Exercise instructions —
Without the pictures, can you quote each line below exactly?

Start of Dataset content

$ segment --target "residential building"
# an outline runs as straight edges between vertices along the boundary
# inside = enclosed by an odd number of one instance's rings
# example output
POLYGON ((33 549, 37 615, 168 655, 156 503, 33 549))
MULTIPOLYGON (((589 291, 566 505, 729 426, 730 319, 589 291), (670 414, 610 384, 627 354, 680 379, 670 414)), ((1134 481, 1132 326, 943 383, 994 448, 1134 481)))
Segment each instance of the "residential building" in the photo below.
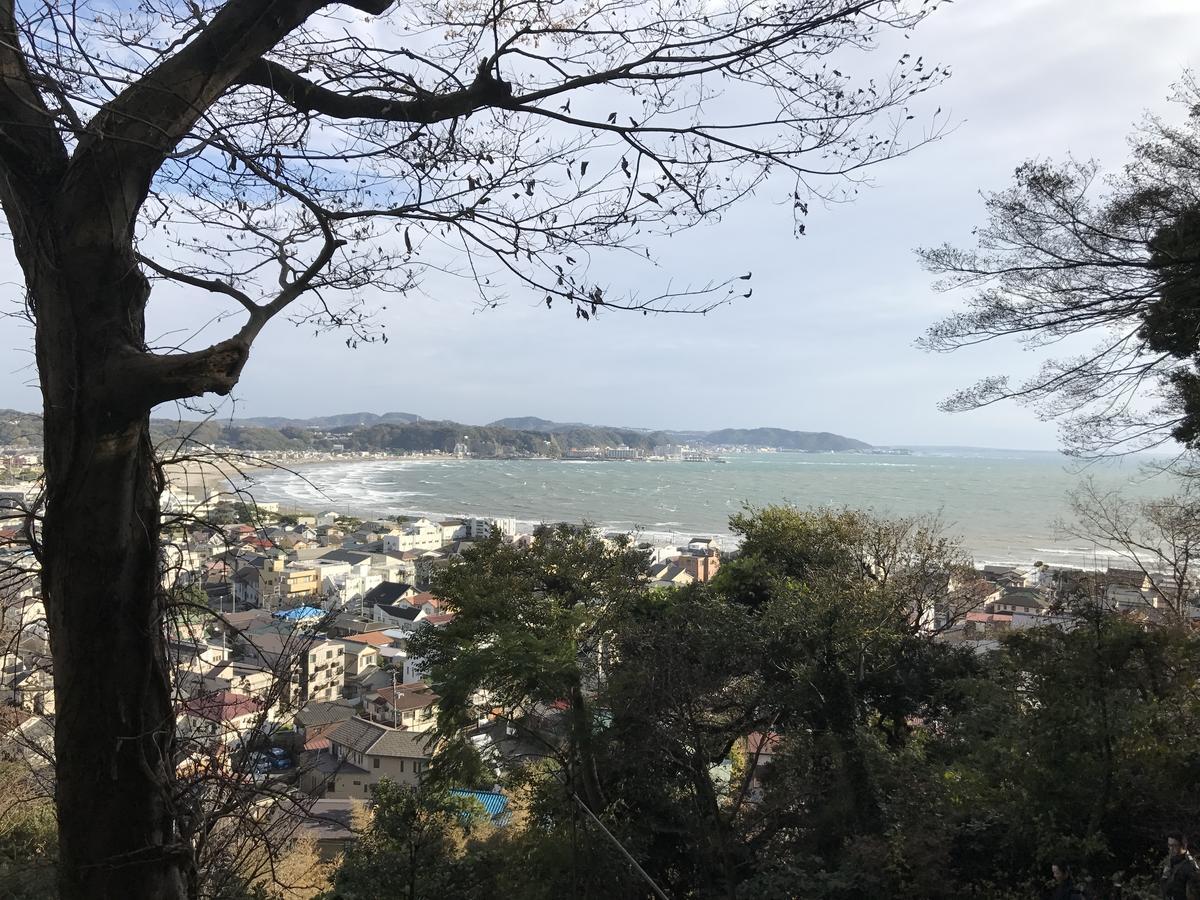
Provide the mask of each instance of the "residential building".
MULTIPOLYGON (((401 603, 417 592, 411 584, 396 584, 385 581, 376 585, 363 597, 363 608, 371 609, 376 606, 394 606, 401 603)), ((378 620, 376 620, 378 621, 378 620)))
POLYGON ((376 622, 380 622, 388 628, 415 631, 421 610, 407 605, 376 606, 374 616, 376 622))
POLYGON ((292 685, 292 702, 336 700, 345 682, 345 647, 324 635, 274 624, 243 632, 242 659, 270 669, 292 685))
POLYGON ((245 694, 200 694, 179 705, 176 734, 181 741, 204 747, 233 747, 257 729, 269 728, 269 714, 261 700, 245 694))
POLYGON ((363 715, 374 722, 409 731, 437 724, 438 696, 423 681, 389 685, 363 697, 363 715))
POLYGON ((395 784, 416 785, 429 762, 429 736, 423 732, 388 728, 355 717, 328 732, 329 757, 324 796, 369 797, 387 778, 395 784))
POLYGON ((372 643, 348 640, 347 638, 340 640, 345 650, 347 680, 357 678, 370 666, 379 665, 379 648, 372 643))
POLYGON ((233 578, 234 599, 263 609, 285 609, 320 592, 319 569, 288 565, 283 556, 257 557, 233 578))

End of Dataset content

Exercise answer —
$ segment --target "residential building"
# an outline runs as straight edges between vertices along the boundary
# inside = enclosed by an odd number of one instance's rings
# example output
POLYGON ((33 549, 37 615, 168 655, 156 503, 33 549))
MULTIPOLYGON (((589 291, 566 505, 729 426, 730 319, 589 291), (670 414, 610 384, 627 354, 680 379, 670 414)), ((1134 481, 1132 326, 943 383, 994 448, 1134 481)))
Segment each instance of the "residential building" in the photo below.
Provide the mask of each instance of the "residential building".
MULTIPOLYGON (((401 603, 417 592, 411 584, 396 584, 385 581, 376 585, 363 597, 363 608, 371 609, 376 606, 394 606, 401 603)), ((378 620, 376 620, 378 621, 378 620)))
POLYGON ((376 622, 380 622, 388 628, 415 631, 421 610, 407 605, 376 606, 374 616, 376 622))
POLYGON ((292 685, 292 702, 336 700, 345 682, 345 647, 324 635, 274 624, 243 632, 242 659, 270 669, 292 685))
POLYGON ((245 694, 200 694, 179 705, 176 734, 181 741, 204 747, 233 747, 257 729, 269 728, 269 714, 261 700, 245 694))
POLYGON ((363 715, 374 722, 409 731, 437 724, 438 696, 423 681, 389 685, 363 697, 363 715))
POLYGON ((395 784, 416 785, 429 762, 429 736, 423 732, 388 728, 355 717, 328 732, 329 757, 324 796, 369 797, 387 778, 395 784))
POLYGON ((372 643, 348 640, 347 638, 340 640, 345 650, 347 680, 357 678, 370 666, 379 665, 379 648, 372 643))
POLYGON ((233 578, 234 599, 263 609, 285 609, 320 592, 319 569, 288 565, 283 556, 257 557, 233 578))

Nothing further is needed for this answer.